[Collected data]
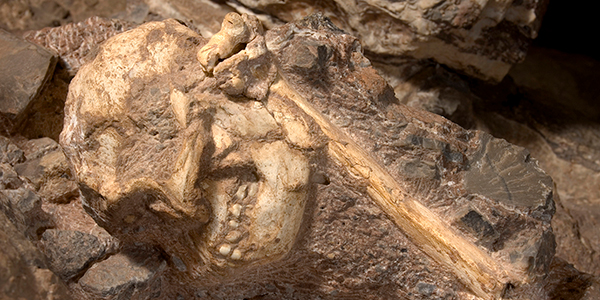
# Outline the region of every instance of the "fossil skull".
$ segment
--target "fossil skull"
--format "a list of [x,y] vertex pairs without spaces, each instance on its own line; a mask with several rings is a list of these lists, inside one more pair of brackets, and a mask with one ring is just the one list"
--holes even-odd
[[206,45],[174,20],[114,37],[66,104],[61,143],[88,212],[125,241],[160,245],[182,271],[274,260],[302,222],[308,158],[245,97],[265,96],[274,67],[261,64],[260,24],[244,18],[229,15]]

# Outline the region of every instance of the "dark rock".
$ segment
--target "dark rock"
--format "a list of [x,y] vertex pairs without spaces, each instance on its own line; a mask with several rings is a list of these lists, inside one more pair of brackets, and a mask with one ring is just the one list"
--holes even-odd
[[426,282],[417,283],[417,291],[419,291],[420,294],[428,297],[431,296],[436,289],[437,287],[435,286],[435,284]]
[[0,190],[0,210],[31,240],[37,240],[44,229],[53,225],[42,210],[40,197],[25,186]]
[[71,299],[65,284],[48,270],[43,254],[1,210],[0,249],[1,299]]
[[[479,150],[469,157],[465,188],[509,206],[535,210],[552,198],[554,186],[526,149],[482,135]],[[547,221],[553,214],[546,212]]]
[[0,190],[15,190],[23,185],[15,169],[9,164],[0,164]]
[[9,125],[19,125],[52,76],[55,65],[56,58],[48,50],[0,29],[0,117]]
[[69,74],[61,64],[58,64],[52,80],[41,91],[38,100],[33,103],[31,113],[14,131],[28,139],[49,137],[58,140],[64,125],[65,99],[69,81]]
[[400,103],[472,128],[473,95],[468,83],[439,64],[414,59],[373,61],[373,67],[394,89]]
[[0,163],[14,166],[25,161],[23,150],[13,144],[8,138],[0,136]]
[[165,267],[151,250],[124,251],[93,265],[79,284],[91,299],[149,299]]
[[492,225],[483,219],[483,217],[476,211],[471,210],[462,218],[460,221],[468,226],[470,229],[475,231],[475,234],[479,238],[494,236],[496,231]]
[[[585,285],[583,285],[583,286],[585,286]],[[594,277],[592,279],[591,284],[585,290],[585,293],[583,294],[583,297],[581,298],[581,300],[594,300],[594,299],[600,299],[600,278],[598,278],[598,277]]]
[[80,231],[48,229],[40,243],[50,270],[64,281],[83,273],[106,252],[97,237]]
[[[471,82],[477,128],[527,148],[552,176],[557,256],[600,275],[599,62],[532,48],[499,86]],[[539,216],[543,217],[542,209]]]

*TASK INSTRUCTIONS*
Check each line above for the string "Outline" and copy the ones that have it.

*EXERCISE RESPONSE*
# Outline the region of every instance of the "fossil skull".
# Outline the region of every instance of the "dark rock".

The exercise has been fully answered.